Exercise: Copy word for word the part of the clang-format piece that runs from "If you've ever" up to and including "for C++: clang-format-inc.".

Document:
------------------------
If you've ever tried enforcing clang-format on a large legacy C++ codebase, you've hit this problem:
mirrors-clang-format reformats entire files — your PR becomes 80% formatting noise, 20% actual change
git clang-format --staged has the right idea, but breaks in CI — the staging area is empty when pre-commit runs with --from-ref/--to-ref
So you either reformat everything (noisy) or nothing (useless).
The fix: format only changed lines
darker solved this problem for Python/Black years ago. The idea is simple: diff the current changes, extract the added-line ranges, and only run the formatter on those ranges.
I built the same thing for C++: clang-format-inc.
How it works
git diff -U0 --cached --
└─ parse added-line ranges: { "foo.cpp": [(5, 8), (20, 22)] }
└─ clang-format --lines=5:8 --lines=20:22 -i foo.cpp
The --lines flag tells clang-format to reformat only those ranges. Everything outside the diff is untouched.
------------------------
Given data:

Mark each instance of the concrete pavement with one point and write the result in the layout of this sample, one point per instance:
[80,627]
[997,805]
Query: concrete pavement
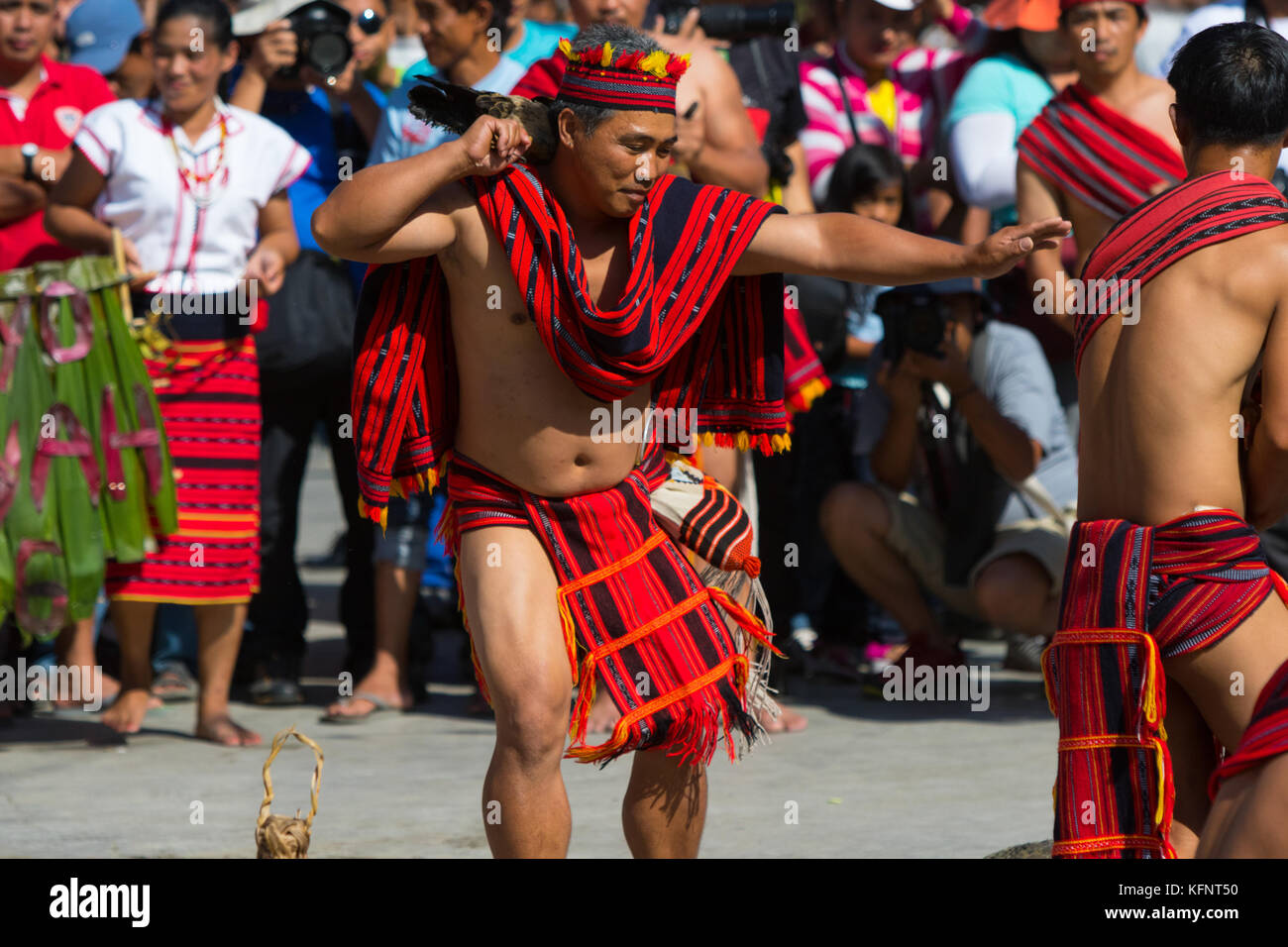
------------------------
Solution to this exercise:
If you've ever tried enforcing clang-format on a large legacy C++ codebase, you've hit this problem:
mirrors-clang-format reformats entire files — your PR becomes 80% formatting noise, 20% actual change
git clang-format --staged has the right idea, but breaks in CI — the staging area is empty when pre-commit runs with --from-ref/--to-ref
So you either reformat everything (noisy) or nothing (useless).
The fix: format only changed lines
darker solved this problem for Python/Black years ago. The idea is simple: diff the current changes, extract the added-line ranges, and only run the formatter on those ranges.
I built the same thing for C++: clang-format-inc.